Excerpts from segmentation entries
|---|
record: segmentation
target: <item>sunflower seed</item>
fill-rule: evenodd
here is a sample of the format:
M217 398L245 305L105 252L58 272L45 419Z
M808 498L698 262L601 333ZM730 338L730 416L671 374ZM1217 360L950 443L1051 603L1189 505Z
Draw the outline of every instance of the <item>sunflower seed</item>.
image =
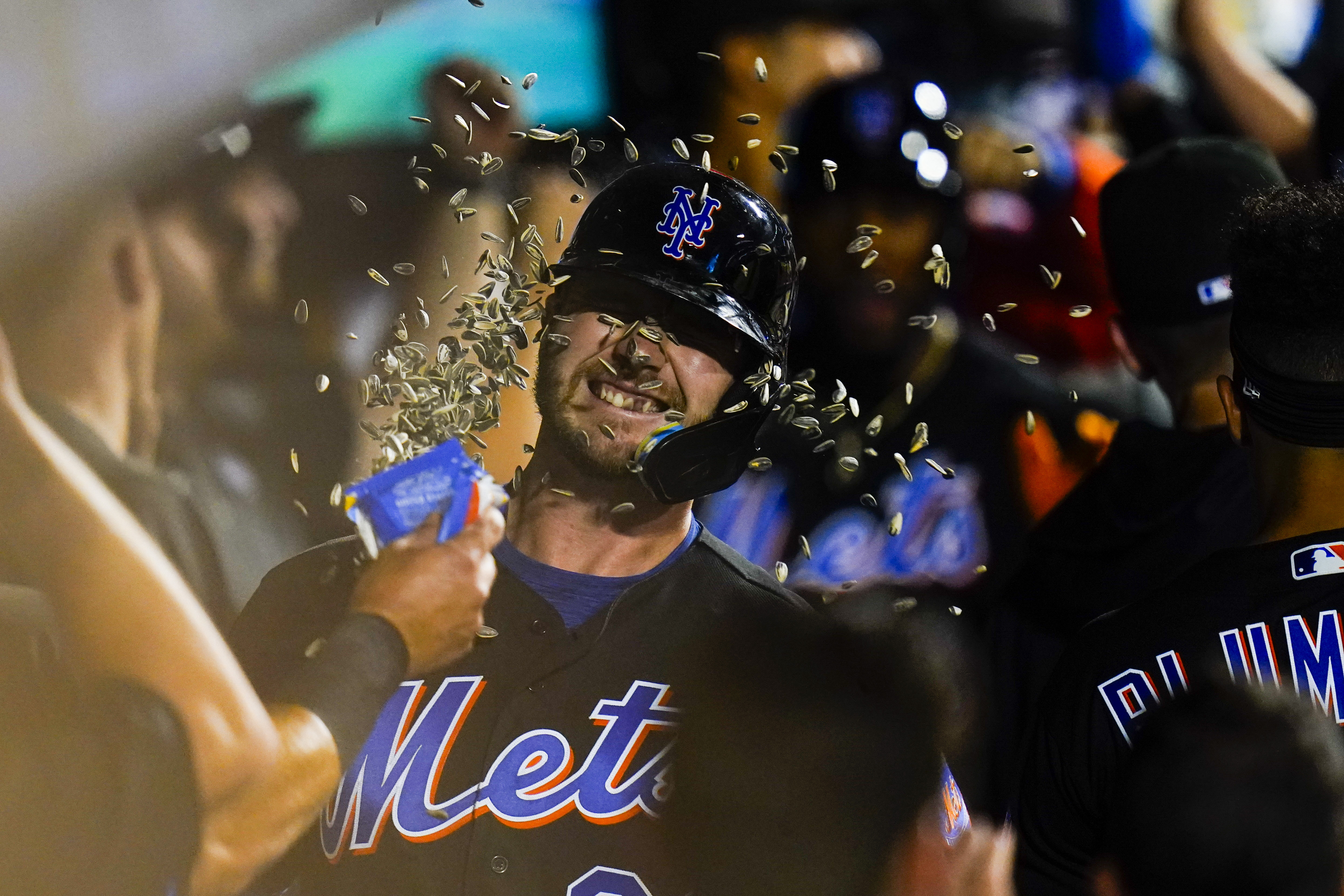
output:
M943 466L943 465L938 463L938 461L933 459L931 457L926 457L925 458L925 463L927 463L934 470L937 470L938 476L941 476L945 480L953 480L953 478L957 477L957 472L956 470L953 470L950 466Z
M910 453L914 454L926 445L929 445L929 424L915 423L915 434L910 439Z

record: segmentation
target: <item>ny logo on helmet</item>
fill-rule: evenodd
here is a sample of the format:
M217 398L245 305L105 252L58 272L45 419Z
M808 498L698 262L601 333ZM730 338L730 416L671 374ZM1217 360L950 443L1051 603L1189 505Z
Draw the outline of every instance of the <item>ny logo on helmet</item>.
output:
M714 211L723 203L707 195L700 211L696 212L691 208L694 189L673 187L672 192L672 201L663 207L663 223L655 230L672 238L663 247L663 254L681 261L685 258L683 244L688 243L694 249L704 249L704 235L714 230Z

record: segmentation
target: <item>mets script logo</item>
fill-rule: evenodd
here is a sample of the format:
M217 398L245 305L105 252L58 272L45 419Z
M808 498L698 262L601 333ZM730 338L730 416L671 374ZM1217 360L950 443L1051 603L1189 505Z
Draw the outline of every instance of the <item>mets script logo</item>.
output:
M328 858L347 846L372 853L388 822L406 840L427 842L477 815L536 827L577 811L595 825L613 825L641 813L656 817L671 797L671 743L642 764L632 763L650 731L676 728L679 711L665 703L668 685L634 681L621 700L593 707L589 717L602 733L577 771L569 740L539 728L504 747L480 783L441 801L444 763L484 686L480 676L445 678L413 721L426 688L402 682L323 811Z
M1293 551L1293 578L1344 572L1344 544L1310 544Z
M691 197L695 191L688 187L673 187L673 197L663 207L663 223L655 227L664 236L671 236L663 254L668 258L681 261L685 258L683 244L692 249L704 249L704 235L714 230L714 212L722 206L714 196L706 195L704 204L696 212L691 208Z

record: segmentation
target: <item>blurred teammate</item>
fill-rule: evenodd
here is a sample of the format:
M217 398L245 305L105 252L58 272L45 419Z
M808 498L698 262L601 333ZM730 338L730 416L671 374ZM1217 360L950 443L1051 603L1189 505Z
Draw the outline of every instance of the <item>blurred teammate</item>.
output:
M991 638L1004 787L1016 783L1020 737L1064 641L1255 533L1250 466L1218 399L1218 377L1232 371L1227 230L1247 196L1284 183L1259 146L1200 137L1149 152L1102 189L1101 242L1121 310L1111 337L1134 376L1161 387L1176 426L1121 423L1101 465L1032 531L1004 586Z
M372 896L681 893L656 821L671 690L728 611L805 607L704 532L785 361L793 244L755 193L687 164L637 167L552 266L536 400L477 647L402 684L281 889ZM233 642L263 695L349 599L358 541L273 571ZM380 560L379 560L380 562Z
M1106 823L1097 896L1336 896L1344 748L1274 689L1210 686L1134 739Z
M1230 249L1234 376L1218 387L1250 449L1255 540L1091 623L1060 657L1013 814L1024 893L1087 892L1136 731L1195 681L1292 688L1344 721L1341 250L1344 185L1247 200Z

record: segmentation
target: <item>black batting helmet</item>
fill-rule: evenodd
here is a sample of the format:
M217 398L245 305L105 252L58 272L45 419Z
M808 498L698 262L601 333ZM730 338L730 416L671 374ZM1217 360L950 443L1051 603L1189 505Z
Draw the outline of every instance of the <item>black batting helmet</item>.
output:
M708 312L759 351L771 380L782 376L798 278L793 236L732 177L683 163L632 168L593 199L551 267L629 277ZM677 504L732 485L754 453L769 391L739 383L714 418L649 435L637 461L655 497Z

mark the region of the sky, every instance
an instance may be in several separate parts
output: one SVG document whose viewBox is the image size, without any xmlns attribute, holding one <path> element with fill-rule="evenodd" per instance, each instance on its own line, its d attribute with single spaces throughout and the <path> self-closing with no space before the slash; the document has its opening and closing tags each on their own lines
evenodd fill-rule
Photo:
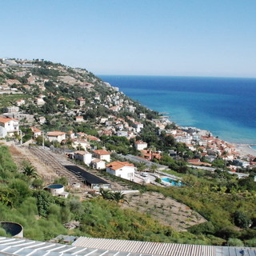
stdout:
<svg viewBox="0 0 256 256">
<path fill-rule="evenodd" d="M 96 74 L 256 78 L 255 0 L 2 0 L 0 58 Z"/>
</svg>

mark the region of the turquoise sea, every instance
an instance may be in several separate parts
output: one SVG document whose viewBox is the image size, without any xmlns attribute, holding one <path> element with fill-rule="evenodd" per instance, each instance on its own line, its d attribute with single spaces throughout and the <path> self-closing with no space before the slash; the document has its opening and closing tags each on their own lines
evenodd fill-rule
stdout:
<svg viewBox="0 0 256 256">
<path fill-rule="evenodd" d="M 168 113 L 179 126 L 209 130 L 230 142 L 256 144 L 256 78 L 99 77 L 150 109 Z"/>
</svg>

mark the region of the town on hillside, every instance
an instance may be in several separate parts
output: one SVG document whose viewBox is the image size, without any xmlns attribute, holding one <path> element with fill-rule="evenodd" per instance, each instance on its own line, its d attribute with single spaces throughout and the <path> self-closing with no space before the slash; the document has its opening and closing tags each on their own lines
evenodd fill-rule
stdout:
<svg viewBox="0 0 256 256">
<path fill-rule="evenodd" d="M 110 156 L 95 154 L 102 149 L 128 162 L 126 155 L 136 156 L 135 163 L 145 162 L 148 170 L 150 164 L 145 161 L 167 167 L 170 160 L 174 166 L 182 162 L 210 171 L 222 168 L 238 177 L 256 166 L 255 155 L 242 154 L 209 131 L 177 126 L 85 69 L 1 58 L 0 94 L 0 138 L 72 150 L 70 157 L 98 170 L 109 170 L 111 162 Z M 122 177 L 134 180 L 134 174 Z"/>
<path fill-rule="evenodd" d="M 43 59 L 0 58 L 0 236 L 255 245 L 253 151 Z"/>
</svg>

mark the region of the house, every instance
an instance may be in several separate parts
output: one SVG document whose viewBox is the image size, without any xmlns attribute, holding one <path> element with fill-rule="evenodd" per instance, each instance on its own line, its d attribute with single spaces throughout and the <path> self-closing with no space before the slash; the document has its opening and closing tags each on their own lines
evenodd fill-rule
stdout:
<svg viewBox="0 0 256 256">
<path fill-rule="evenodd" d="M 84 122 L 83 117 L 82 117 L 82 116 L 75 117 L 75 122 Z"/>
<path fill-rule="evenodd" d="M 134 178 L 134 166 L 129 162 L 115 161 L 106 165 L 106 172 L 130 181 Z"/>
|---|
- [Requirements]:
Show every line in the entries above that contains the word "blurred", copying each such line in full.

- [Task solution]:
target: <item>blurred teammate</item>
Draw the outline of every instance of the <item>blurred teammate</item>.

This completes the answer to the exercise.